- **Given text**:
RESERVE REVIEW PROCESS

     AIHL's insurance operating units periodically analyze liabilities for
unpaid losses and loss adjustment expenses, or "LAE," established in prior years
and adjust their expected ultimate cost, where necessary, to reflect positive or
negative development in loss experience and new information, including, for
certain catastrophic events, revised industry estimates of the magnitude of a
catastrophe. Adjustments to previously recorded liabilities for unpaid losses
and LAE, both positive and negative, are reflected in our financial results in
the periods in which these adjustments are made and are referred to as prior
year reserve development. The following table presents the reserves established
in connection with the losses and LAE of AIHL's insurance operating units on a
gross and net basis by line of business. These reserve amounts represent the
accumulation of estimates of ultimate losses (including claims incurred but not
reported or "IBNR") and LAE.

- **Source material**:
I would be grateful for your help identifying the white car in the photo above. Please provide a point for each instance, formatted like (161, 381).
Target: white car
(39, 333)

- **Short exercise**:
In the reserve review text, what are adjustments to previously recorded liabilities for unpaid losses and LAE called?

- **The solution**:
Prior year reserve development.